# Problem to work on
Continue the passage of advice on relational database performance, picking up directly after its final sentence about engine types.

I would advice to run some tests. Try it both ways and benchmark it. Nobody will be able to give you a definitive answer because you have not shared your hardware configuration, sample data, sample queries, how you plan on using the data etc. Here is some information that you may want to consider.

Use The Database as it was intended

A relational database is designed specifically to handle data. Use it as such. When written correctly, joining data in a well written schema will perform well. You can use EXPLAIN to optimize queries. You can log SLOW queries and improve their performance. Databases have been around for years, if putting everything into a single table improved performance, don't you think that would be all the buzz on the internet and everyone would be doing it?

Engine Types

How will inserts be affected as the row count grows? Are you using MyISAM or InnoDB? You will most likely want to use InnoDB so you get row level locking and not table. Make sure you are using the correct Engine type for your tables. Get the information you need to understand the pros and cons of both. The wrong engine type can kill performance.

Data items

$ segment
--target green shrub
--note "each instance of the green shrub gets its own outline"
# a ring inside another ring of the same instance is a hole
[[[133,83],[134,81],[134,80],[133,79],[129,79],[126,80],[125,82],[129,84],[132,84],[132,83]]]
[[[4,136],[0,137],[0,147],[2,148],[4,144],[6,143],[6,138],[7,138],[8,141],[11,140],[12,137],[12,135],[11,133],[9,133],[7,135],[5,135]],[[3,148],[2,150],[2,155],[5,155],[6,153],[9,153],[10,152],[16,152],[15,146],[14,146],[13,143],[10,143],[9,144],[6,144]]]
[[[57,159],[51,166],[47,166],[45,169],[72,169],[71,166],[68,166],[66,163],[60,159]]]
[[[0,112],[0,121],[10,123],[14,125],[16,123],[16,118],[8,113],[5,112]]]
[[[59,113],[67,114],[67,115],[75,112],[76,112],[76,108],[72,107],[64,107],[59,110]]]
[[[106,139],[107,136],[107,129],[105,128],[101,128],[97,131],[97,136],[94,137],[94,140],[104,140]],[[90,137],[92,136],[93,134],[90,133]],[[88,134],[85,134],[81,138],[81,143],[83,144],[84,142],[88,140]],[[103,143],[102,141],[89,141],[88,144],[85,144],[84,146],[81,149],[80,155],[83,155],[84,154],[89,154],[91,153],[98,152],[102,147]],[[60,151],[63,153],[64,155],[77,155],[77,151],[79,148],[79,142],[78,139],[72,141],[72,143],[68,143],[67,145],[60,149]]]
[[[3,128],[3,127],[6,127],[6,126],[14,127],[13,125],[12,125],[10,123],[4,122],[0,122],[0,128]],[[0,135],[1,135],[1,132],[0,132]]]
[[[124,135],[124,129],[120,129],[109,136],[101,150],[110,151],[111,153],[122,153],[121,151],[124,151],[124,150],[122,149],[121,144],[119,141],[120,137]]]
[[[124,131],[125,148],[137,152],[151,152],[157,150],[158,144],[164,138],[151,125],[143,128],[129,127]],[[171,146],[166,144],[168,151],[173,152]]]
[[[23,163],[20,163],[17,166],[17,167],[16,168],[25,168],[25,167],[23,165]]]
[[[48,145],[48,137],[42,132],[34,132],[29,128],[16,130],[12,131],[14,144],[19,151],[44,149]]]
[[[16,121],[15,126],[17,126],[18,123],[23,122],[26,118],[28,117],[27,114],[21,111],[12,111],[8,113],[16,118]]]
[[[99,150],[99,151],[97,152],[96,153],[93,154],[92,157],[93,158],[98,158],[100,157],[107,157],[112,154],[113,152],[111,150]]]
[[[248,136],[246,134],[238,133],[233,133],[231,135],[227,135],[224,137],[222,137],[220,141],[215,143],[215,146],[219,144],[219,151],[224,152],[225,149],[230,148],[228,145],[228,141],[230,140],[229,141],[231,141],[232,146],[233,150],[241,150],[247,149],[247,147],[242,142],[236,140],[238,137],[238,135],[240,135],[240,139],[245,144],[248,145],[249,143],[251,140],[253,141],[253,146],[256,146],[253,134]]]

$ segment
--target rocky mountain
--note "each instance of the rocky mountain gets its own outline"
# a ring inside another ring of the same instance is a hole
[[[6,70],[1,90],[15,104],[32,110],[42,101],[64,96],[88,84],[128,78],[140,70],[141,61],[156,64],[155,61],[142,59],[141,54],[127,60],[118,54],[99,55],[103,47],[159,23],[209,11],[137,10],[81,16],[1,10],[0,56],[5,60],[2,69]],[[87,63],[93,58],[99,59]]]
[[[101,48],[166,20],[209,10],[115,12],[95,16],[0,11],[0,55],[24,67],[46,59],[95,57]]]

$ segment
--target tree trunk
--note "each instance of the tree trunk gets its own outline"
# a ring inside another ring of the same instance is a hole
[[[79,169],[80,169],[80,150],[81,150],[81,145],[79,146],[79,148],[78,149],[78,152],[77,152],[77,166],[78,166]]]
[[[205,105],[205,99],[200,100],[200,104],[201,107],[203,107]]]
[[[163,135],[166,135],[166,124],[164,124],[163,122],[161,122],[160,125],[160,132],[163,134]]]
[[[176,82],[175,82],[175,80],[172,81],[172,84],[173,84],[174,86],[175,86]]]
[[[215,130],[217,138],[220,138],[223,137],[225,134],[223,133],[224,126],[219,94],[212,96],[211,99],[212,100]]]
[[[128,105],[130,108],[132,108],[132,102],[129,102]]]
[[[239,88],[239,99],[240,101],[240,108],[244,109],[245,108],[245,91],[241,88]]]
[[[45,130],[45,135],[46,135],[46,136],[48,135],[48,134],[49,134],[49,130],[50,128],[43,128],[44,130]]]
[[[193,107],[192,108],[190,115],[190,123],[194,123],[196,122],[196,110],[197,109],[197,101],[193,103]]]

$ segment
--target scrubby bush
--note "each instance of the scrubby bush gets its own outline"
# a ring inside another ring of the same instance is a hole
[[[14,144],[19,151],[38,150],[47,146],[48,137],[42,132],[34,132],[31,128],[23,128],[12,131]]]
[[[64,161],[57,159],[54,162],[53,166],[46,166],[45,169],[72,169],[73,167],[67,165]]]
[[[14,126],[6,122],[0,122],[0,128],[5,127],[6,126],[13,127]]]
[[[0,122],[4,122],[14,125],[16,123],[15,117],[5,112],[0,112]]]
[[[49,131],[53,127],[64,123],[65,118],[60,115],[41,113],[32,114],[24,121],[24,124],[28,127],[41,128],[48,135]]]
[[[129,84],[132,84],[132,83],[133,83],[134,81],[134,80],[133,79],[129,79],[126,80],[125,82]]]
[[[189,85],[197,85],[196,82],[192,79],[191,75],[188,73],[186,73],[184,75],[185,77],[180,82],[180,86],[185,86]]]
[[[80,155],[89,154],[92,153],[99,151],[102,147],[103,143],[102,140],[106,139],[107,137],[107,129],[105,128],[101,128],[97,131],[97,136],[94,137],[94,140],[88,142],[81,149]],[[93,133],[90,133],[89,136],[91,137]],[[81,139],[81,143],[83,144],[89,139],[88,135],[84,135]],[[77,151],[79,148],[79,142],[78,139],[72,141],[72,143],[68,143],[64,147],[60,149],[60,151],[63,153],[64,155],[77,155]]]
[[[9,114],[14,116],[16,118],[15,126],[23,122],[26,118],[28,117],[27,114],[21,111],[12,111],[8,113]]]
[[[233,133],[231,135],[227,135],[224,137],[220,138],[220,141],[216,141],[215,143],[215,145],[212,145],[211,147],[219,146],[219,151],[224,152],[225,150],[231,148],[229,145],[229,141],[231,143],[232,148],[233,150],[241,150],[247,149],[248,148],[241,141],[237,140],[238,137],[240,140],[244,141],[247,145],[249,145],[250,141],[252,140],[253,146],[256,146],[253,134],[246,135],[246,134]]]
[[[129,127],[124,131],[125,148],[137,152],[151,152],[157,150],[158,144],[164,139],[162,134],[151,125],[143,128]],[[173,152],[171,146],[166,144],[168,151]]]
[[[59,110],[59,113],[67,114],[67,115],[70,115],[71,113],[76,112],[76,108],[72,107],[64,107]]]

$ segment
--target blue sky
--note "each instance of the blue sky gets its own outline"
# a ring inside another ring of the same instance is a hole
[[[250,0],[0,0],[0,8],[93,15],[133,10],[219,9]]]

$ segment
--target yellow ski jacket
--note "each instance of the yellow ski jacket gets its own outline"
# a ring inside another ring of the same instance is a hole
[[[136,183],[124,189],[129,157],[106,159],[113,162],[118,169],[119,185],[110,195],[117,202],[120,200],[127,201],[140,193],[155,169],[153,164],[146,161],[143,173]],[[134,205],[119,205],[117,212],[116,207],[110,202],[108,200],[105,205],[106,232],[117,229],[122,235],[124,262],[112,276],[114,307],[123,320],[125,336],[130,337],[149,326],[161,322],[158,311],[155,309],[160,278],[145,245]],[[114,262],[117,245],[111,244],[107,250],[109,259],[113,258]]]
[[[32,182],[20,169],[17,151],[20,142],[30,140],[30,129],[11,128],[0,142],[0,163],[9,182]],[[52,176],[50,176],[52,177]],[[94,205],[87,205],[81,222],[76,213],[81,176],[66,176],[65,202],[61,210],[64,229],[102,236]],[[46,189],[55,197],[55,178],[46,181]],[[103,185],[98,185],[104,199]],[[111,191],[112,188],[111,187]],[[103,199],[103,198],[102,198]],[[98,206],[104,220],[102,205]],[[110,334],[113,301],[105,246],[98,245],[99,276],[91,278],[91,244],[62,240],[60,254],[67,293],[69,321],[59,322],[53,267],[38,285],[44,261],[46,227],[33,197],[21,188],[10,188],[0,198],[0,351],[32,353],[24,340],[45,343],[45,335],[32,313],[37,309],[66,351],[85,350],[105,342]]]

# Output of the task
Enhancing Performance using Partitions

Find ways to enhance performance. For example, as your datasets grow you could partition the data. Data partitioning will improve the performance of a large dataset by keeping slices of the data in separate partions allowing you to run queries on parts of large datasets instead of all of the information.

Use correct column types

Consider using UUID Primary Keys for portability and future growth. If you use proper column types, it will improve performance of your data.

Do not serialize data

Using serialized data is the worse way to go. When you use serialized fields, you are basically using the database as a file management system. It will save and retrieve the "file", but then your code will be responsible for unserializing, searching, sorting, etc. I just spent a year trying to unravel a mess like that. It's not what a database was intended to be used for. Anyone advising you to do that is not only giving you bad advice, they do not know what they are doing. There are very few circumstances where you would use serialized data in a database.

Conclusion

In the end, you have to make the final decision. Just make sure you are well informed and educated on the pros and cons of how you store data. The last piece of advice I would give is to find out what heavy users of mysql are doing. Do you think they store data in a single table? Or do they build a relational model and use it the way it was designed to be used?

When you say "I am going to put everything into a single table", you are saying that you know more about performance and can make better choices for optimization in your code than the team of developers that constantly work on MySQL to make it what it is today. Consider weighing your knowledge against the cumulative knowledge of the MySQL team and the DBAs, companies, and members of the database community who use it every day.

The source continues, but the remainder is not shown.